• SOURCE EXTRACT:

/---

Horses and Tigers

In the comments of a recent post, the Mandarin phrase “mama huhu 馬馬虎虎” came up. Used by first-year Chinese teachers when telling students how to say “so-so”, it is arguably not used much among actual native speakers.

In my opinion, that’s for good reason. It sounds absurd. It’s not some cool chengyu 成語 idiom with a neat story. It’s not bad ass in any way.

And, it turns out, it’s only just barely Chinese. It’s actually from Manchu lahū meaning unskilled, particularly in terms of hunting. Norman gives the following definition:

1. not adept, unskilled (especially at hunting and dealing with livestock) 2. scoundrel, hoodlum

The next entry in his dictionary is lahūta which means ‘a type of small, rather incompetent hawk’. I pray the two words are related.

Due to Manchu influence on Northern Chinese dialects, lahu was borrowed in and redupicated to lalahuhu which evolved into mamahuhu, horse horse tiger tiger.

25 responses to “Horses and Tigers”

  1. Carl says:

    Why is it that first year language teachers always teach you junk no one really says and leave out the absolutely must-use phrases?

    • For example 棒 which to my knowledge is never taught in classes but probably should be by the second semester for sure.

    • Jason S. says:

      I was just told the other day that 棒 was originally a euphemism for a man’s well…stick, and specifically that 好棒 meant a man that was good in the sack. And now interesting we have 屌 being used the same way.

\---

• COLLECTED MATERIAL:
/---

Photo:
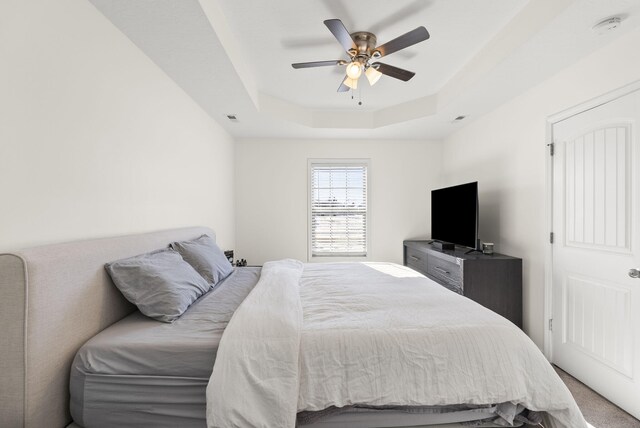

\---

• WHAT IS REQUIRED: Pick up the blog post about the phrase mama huhu from its final line and keep writing. This material has no connection to the blog post about mama huhu.

• REPLY TO THE TASK:
  2. laubis says:

    This term is a pretty good litmus test for weeding out bad teachers.
    When I was trying to find a good Chinese teacher, I would ask them to translate “so-so” in Chinese. I would not recommend having any future classes with anyone who introduces the unnatural “mamahuhu”.

    • An interesting approach. I do this with food, always ordering baingan bharta the first time I try an Indian restaurant, but can’t say I’ve actively applied it to language learning. I may steal that.

  3. Lao Lo says:

    What would be a reasonable term for “so-so”, if mamahuhu is not recommended. The MDBG dictionary contains mamahuhu as so-so. Is it wrong?

    • Kong says:

      The reason 马马虎虎 is used so often for “so-so” is probably because it is the only Chinese words that means “so-so” uniquely. Other terms have other meanings and could confuse a beginning student. Not that that’s really an excuse.

      不怎么样 (on the negative side of “so-so”)

  4. Julen says:

    Interesting post, and nice to see some Chinese etymology.

    But I disagree about the term being unnatural or not used among natives. Sure it is not as popular these days as some students imagine, but then all these colloquial expressions come and go, they are subject to fashions and some age groups may be more likely to use it. I have heard it used at least a few times from very local Chinese completely unprompted, even in shanghainese ( here they seem to prefer the single mahu, not doubling the syllables, or rather “mafu” ).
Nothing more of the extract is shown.